Problem requirements: Exactly as it appears, restate the whole listing.

(Exercise data begins)

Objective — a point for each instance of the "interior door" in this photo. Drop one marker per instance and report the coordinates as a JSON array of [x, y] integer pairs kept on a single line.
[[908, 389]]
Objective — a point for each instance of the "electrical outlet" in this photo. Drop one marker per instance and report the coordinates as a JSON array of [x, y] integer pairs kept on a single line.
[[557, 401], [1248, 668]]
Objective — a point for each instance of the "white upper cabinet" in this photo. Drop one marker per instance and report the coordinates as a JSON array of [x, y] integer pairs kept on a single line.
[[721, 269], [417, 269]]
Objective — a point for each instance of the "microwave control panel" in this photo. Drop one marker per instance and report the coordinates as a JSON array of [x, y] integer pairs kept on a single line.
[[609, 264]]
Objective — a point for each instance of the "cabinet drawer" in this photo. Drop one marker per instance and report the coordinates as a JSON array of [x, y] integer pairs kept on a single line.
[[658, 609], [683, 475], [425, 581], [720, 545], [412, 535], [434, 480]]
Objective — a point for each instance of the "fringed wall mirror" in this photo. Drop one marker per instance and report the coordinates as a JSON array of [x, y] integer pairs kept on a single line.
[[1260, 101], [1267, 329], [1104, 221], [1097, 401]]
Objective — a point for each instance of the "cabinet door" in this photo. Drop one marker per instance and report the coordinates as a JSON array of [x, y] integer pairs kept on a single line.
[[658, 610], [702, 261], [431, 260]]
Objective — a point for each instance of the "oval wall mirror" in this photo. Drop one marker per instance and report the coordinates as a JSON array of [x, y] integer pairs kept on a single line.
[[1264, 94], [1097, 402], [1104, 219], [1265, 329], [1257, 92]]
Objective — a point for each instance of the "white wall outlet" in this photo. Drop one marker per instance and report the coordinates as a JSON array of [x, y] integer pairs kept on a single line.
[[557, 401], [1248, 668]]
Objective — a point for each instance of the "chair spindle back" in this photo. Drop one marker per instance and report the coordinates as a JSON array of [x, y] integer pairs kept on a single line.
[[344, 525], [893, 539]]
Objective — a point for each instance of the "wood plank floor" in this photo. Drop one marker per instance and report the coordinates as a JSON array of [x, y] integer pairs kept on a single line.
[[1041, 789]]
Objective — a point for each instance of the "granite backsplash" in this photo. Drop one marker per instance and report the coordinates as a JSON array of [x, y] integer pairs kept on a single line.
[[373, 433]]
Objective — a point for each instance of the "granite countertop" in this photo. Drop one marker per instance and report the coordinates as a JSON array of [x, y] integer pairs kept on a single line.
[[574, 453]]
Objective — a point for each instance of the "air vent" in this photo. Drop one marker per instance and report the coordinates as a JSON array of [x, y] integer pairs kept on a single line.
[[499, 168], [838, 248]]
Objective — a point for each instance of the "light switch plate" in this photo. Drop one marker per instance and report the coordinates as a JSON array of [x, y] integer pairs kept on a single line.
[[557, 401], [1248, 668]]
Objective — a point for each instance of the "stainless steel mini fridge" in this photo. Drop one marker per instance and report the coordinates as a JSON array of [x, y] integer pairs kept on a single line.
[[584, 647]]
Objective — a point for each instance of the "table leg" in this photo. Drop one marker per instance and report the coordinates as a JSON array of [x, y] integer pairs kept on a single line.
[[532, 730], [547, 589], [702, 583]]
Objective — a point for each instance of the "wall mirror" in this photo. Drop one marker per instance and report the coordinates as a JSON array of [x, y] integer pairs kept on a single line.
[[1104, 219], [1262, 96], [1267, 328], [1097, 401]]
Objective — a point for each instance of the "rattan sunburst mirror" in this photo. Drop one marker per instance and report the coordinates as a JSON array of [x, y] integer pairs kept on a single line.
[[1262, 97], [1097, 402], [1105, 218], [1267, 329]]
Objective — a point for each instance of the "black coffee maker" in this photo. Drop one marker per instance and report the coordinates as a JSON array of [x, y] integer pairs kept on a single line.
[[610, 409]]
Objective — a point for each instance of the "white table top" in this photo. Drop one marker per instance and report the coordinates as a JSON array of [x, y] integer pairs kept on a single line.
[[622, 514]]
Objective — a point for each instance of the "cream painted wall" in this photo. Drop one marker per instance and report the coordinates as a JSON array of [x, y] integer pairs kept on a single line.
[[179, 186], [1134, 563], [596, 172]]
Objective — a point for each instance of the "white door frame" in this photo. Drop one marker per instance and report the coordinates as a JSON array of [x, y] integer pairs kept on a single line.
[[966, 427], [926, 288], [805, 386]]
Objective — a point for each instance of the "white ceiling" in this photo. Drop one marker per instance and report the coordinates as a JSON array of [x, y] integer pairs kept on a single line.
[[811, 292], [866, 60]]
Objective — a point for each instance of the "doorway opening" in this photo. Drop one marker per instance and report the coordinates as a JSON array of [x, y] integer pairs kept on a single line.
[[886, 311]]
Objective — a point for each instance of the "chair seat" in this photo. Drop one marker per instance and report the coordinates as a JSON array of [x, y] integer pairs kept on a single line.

(Exercise data ends)

Task output:
Objective — a point for each instance of the "interior door" in this photo. Drop one marker per instance and report the coordinates as a JSON array of [x, y] integer pairs kept on a single line.
[[908, 389]]
Objective — a point for each instance of the "electrical outlet" in this photo. Drop one marker per instance and report the coordinates as a JSON array of [x, y] integer pairs kept on a single line.
[[557, 401], [1248, 668]]
Objective — a point for each instance of the "white upper cabinet" in this photo. Drop one marker per instance and report the coordinates as a JSON array of [x, y] integer pairs kept on a single line.
[[721, 269], [417, 269]]
Objective — a point for each instance of the "microwave control panel" in this photo. Drop one marker per instance and report the coordinates as a JSON array of [x, y] integer pairs kept on a single line.
[[609, 264]]
Objective — a point for each instance of the "cabinet drawer" in this photo. Drop one marker per instance and report the coordinates as a JSON array of [x, y] integer pairs kept on a single line.
[[658, 609], [683, 475], [425, 581], [720, 545], [412, 535], [434, 480]]
Objective — a point for each instance of the "fringed wall mirror" in this photo. Drop one marker per instance and report the coordinates as a JSON array of [x, y] integer pairs kept on a single line.
[[1260, 101], [1267, 329], [1104, 221], [1097, 401]]
Objective — a point for each instance of the "cabinet door" in this photo. Drop one marker per instance and report the coordinates as a JSON array of [x, y] integer pairs kept on a single line.
[[658, 610], [702, 261], [431, 260]]
Objective — a point for each instance of the "oval wall mirror" in this photo. Drop one marker per instance and report the coordinates as a JSON array of [x, y] integer pairs kept on a single line.
[[1264, 94], [1097, 402], [1104, 219], [1265, 329], [1257, 92]]
Objective — a point for each instance of the "white wall outlet" in this photo. Drop one marker per instance and report the coordinates as a JSON array of [x, y] integer pairs kept on a single line.
[[557, 401], [1248, 668]]
Objective — a point for each instance of the "chair spindle back" in this photo. Drop one marker per instance and report the coordinates as a JSON array of [x, y] integer pairs kept on a single line.
[[344, 525], [893, 539]]
Objective — a point for each instance of the "wood plank floor" in this photo. Drop one marker per instance and report the coordinates as a JSON array of [x, y] integer pairs kept on a single line.
[[1041, 789]]
Objective — a point for each instance of the "granite backsplash" in this photo. Drop one marker per instance and report the coordinates as a JSON array of [x, y] integer pairs kept on a single line.
[[373, 433]]
Objective — a point for each instance of the "granite countertop" in this photo. Drop one marker per instance and report the coordinates as a JSON array of [x, y] integer pairs kept on a single line.
[[574, 453]]
Objective — a point for each instance of the "air vent" in this photo. Drop one marker per instance and report the coordinates as a JSON array of [x, y] integer pairs kept on a single line.
[[499, 168], [838, 248]]
Objective — a point for each instance of the "light switch plate" in this photo. Drop one marker per instance and report the coordinates as a JSON array of [x, y] integer pairs kept on a single line.
[[557, 401], [1248, 668]]
Objective — a point for each instance of the "stainless steel mini fridge" in this photo. Drop one marker per instance and report the coordinates as a JSON array of [x, y] integer pairs kept on a single line.
[[584, 647]]
Objective — a point for each instance of the "table leg" in this photo. Drop one marker per instance and report the coordinates as a JSON array of [x, y] integer pairs kept on a single line.
[[532, 730], [547, 589], [702, 583]]
Objective — a point for each instance of the "wall mirror" in this photo. Drop one marker per instance and report the coordinates as a JSON array of [x, y] integer pairs kept on a single line.
[[1104, 219], [1262, 96], [1267, 328], [1097, 401]]
Objective — a point for each instance of the "rattan sunburst mirror" in this photo. Drop one marker per instance and report the coordinates as a JSON array of [x, y] integer pairs kept on a single line.
[[1262, 97], [1097, 402], [1105, 218], [1267, 329]]
Objective — a point for each instance of the "black coffee maker" in this photo. Drop one marker per instance and report the coordinates as a JSON array of [x, y] integer pairs kept on a single line.
[[610, 409]]
Objective — a point for each instance of the "white table top" in this photo. Drop one marker per instance and report the coordinates as a JSON array of [x, y] integer pairs kept on a single line.
[[622, 514]]
Objective — a point for each instance of the "cream painted wall" in this photo. Drop one marker per instance and report the coordinates as a JSON array of [x, y] integer pairs kept on a single line.
[[179, 186], [1134, 563], [596, 172]]
Objective — a point for each instance of the "white door frame" in this photo. Drop one marker per instance and report the coordinates as a JSON array of [x, y] integer pairs kept on a single line.
[[966, 427], [926, 288], [805, 386]]
Objective — a point for each instance of the "white ceiling" in this photo. Drop one marker per instance and report the coordinates as a JSON array of [x, y] integer pairs kept on a single line.
[[811, 292], [866, 60]]
Objective — a point for each instance of the "doorway opening" in this photo. Drop one marker per instance and report the coordinates as a JSON array of [x, y] integer pairs kept on a single line.
[[886, 311]]
Objective — a point for each instance of the "chair seat" in this photo. Drop one marker per instance and report the coordinates as a JSON array of [x, y] integer pairs kept on a single line.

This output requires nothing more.